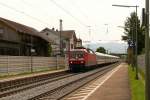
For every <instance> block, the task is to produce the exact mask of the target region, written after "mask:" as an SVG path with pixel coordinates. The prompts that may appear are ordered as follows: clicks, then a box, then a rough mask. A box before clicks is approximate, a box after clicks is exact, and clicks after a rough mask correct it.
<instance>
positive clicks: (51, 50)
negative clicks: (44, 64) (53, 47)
mask: <svg viewBox="0 0 150 100" xmlns="http://www.w3.org/2000/svg"><path fill="white" fill-rule="evenodd" d="M47 51H48V55H47V56H48V57H49V56H51V53H52V46H51V44H50V43H48V44H47Z"/></svg>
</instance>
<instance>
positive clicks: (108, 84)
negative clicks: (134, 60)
mask: <svg viewBox="0 0 150 100" xmlns="http://www.w3.org/2000/svg"><path fill="white" fill-rule="evenodd" d="M83 100H131V94H130V87H129V78H128V65H127V64H125V63H122V64H121V65H120V67H119V68H118V70H116V71H115V72H114V73H113V74H112V75H111V76H110V77H109V78H108V79H107V80H106V81H105V82H104V83H103V84H102V85H101V86H99V88H97V89H96V90H95V91H94V92H93V93H91V95H88V97H86V98H84V99H83Z"/></svg>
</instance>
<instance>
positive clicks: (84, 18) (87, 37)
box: [0, 0, 144, 42]
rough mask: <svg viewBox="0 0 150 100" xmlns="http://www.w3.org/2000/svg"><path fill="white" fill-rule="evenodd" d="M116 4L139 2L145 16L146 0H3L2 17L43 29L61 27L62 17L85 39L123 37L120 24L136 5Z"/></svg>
mask: <svg viewBox="0 0 150 100" xmlns="http://www.w3.org/2000/svg"><path fill="white" fill-rule="evenodd" d="M112 4H122V5H132V6H134V5H139V6H140V7H139V8H138V16H139V18H141V8H142V7H144V0H0V17H4V18H7V19H9V20H13V21H16V22H19V23H22V24H25V25H27V26H31V27H33V28H35V29H37V30H39V31H40V30H42V29H43V28H45V27H48V28H52V27H54V28H57V29H59V19H62V20H63V29H64V30H75V31H76V35H77V37H80V38H81V39H83V40H84V41H89V40H90V41H93V42H95V41H99V40H101V41H103V40H104V41H107V40H109V41H112V40H121V35H123V31H124V30H123V29H121V28H119V27H117V26H123V25H124V21H125V20H126V17H128V16H130V13H131V12H133V11H135V8H119V7H113V6H112ZM88 26H91V27H88ZM89 28H90V30H91V31H90V33H91V34H89Z"/></svg>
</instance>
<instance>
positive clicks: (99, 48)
mask: <svg viewBox="0 0 150 100" xmlns="http://www.w3.org/2000/svg"><path fill="white" fill-rule="evenodd" d="M96 52H100V53H106V50H105V48H104V47H99V48H97V49H96Z"/></svg>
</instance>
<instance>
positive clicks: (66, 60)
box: [0, 56, 68, 75]
mask: <svg viewBox="0 0 150 100" xmlns="http://www.w3.org/2000/svg"><path fill="white" fill-rule="evenodd" d="M67 65H68V64H67V60H66V59H65V57H34V56H32V57H31V56H0V75H2V74H13V73H14V74H16V73H26V72H35V71H44V70H53V69H61V68H65V67H67Z"/></svg>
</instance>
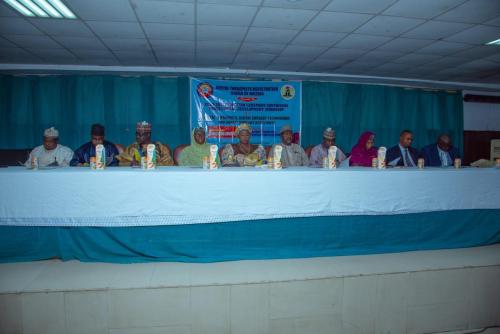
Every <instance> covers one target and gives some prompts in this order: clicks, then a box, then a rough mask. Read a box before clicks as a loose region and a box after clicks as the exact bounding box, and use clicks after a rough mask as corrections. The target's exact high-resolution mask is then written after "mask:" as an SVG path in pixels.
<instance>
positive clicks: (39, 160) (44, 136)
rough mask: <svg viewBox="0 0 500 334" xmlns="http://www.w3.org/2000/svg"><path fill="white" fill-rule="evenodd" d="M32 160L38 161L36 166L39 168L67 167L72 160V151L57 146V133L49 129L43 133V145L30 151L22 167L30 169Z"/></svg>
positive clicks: (46, 130)
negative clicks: (42, 167)
mask: <svg viewBox="0 0 500 334" xmlns="http://www.w3.org/2000/svg"><path fill="white" fill-rule="evenodd" d="M33 158H37V159H38V166H40V167H47V166H61V167H67V166H69V162H70V161H71V158H73V151H72V150H71V149H70V148H69V147H66V146H62V145H60V144H59V131H57V129H55V128H54V127H51V128H48V129H46V130H45V131H44V133H43V145H40V146H37V147H35V148H34V149H33V151H31V153H30V156H29V157H28V160H27V161H26V163H25V164H24V165H25V166H26V167H31V162H32V159H33Z"/></svg>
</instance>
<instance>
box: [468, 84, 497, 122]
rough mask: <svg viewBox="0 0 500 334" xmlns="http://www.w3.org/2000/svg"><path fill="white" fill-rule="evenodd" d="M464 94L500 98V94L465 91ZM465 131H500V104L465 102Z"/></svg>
mask: <svg viewBox="0 0 500 334" xmlns="http://www.w3.org/2000/svg"><path fill="white" fill-rule="evenodd" d="M463 94H464V95H465V94H477V95H495V96H500V93H489V92H487V93H486V92H476V91H463ZM464 130H469V131H500V104H490V103H475V102H464Z"/></svg>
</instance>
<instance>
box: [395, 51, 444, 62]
mask: <svg viewBox="0 0 500 334" xmlns="http://www.w3.org/2000/svg"><path fill="white" fill-rule="evenodd" d="M440 58H442V57H441V56H438V55H423V54H416V53H410V54H407V55H404V56H402V57H400V58H397V59H394V60H393V62H394V63H403V64H409V65H423V64H427V63H430V62H432V61H435V60H438V59H440Z"/></svg>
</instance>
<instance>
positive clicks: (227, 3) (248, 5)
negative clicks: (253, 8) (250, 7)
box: [191, 0, 262, 6]
mask: <svg viewBox="0 0 500 334" xmlns="http://www.w3.org/2000/svg"><path fill="white" fill-rule="evenodd" d="M191 2H195V1H194V0H191ZM261 2H262V0H198V3H200V4H203V3H212V4H219V5H240V6H259V5H260V3H261Z"/></svg>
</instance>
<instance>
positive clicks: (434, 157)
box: [421, 144, 460, 167]
mask: <svg viewBox="0 0 500 334" xmlns="http://www.w3.org/2000/svg"><path fill="white" fill-rule="evenodd" d="M448 153H449V154H450V158H451V164H452V165H453V161H454V160H455V159H456V158H460V154H459V153H458V150H457V148H456V147H453V146H452V147H451V148H450V150H449V151H448ZM421 156H422V158H424V159H425V165H426V166H429V167H441V159H440V158H439V152H438V150H437V144H431V145H427V146H425V147H424V148H422V152H421Z"/></svg>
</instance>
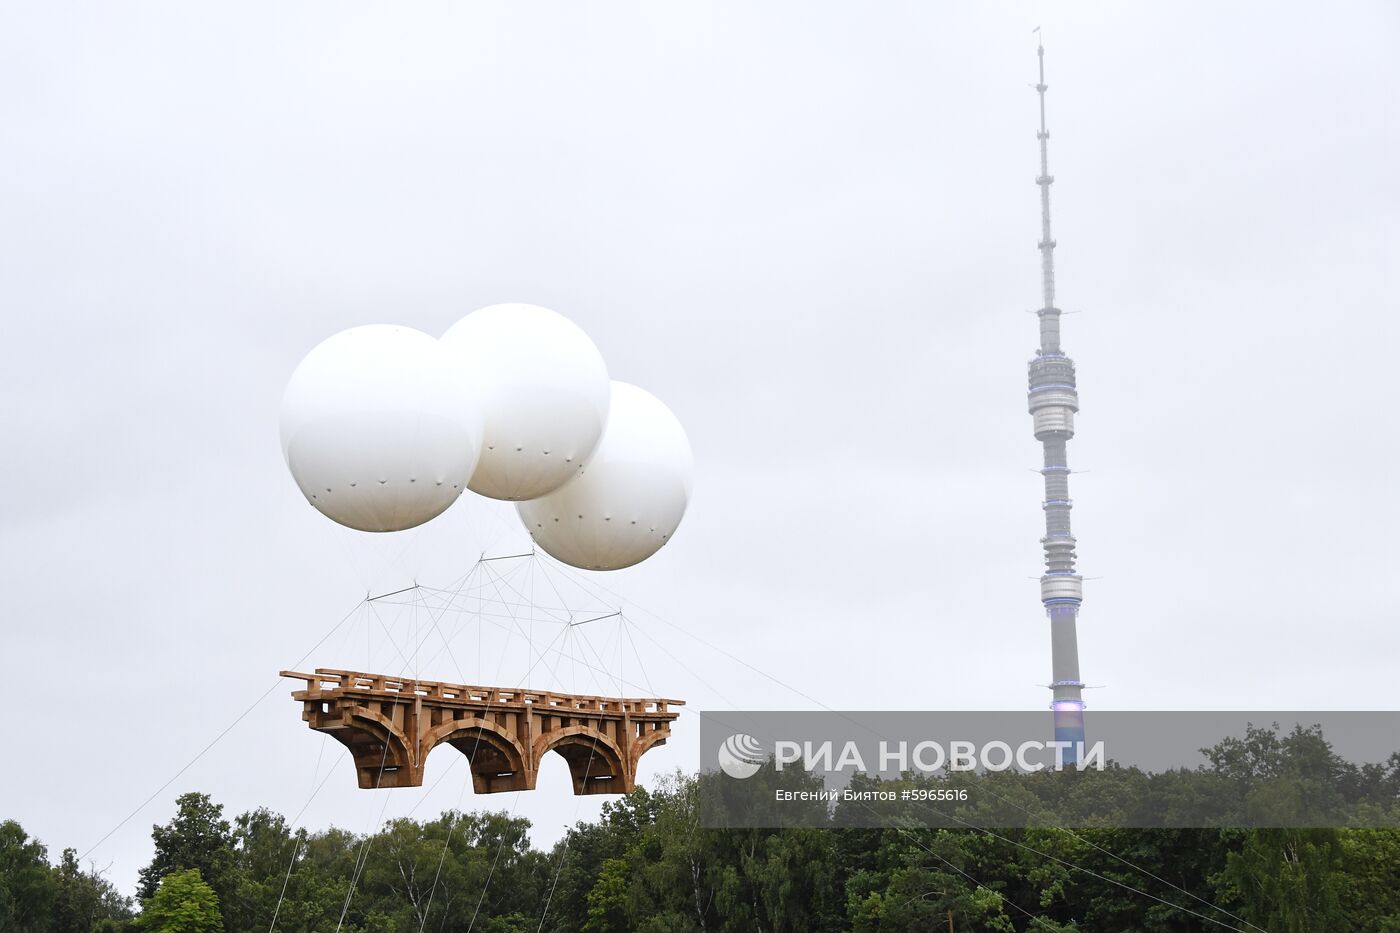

○ ○ ○

> **Activity**: The line with "box: [0, 0, 144, 42]" marks the end: restate word for word every line from the top of the data through that one, omitting pictures.

> **Answer box**:
For every <instance> block, the task is to produce the exact mask of the target region, written after "mask:" as an SVG path with pixel coordinates. The prompts that may appear are ordered as follows: clicks, then a box, then a rough mask. A box before clicks is approximate, a box after clicks is exact, and clicks after a rough mask correct it.
<instance>
positive clicks: (51, 50)
negative clicks: (44, 64) (53, 47)
mask: <svg viewBox="0 0 150 100" xmlns="http://www.w3.org/2000/svg"><path fill="white" fill-rule="evenodd" d="M47 51H48V55H47V56H48V57H49V56H51V53H52V46H51V44H50V43H48V44H47Z"/></svg>
</instance>
<instance>
positive clicks: (108, 84)
negative clicks: (134, 60)
mask: <svg viewBox="0 0 150 100" xmlns="http://www.w3.org/2000/svg"><path fill="white" fill-rule="evenodd" d="M83 100H131V94H130V87H129V78H128V65H127V64H125V63H122V64H121V65H120V67H119V68H118V70H116V71H115V72H114V73H113V74H112V75H111V76H110V77H109V78H108V79H107V80H106V81H105V82H104V83H103V84H102V85H101V86H99V88H97V89H96V90H95V91H94V92H93V93H91V95H88V97H86V98H84V99H83Z"/></svg>
</instance>
<instance>
positive clicks: (84, 18) (87, 37)
box: [0, 0, 144, 42]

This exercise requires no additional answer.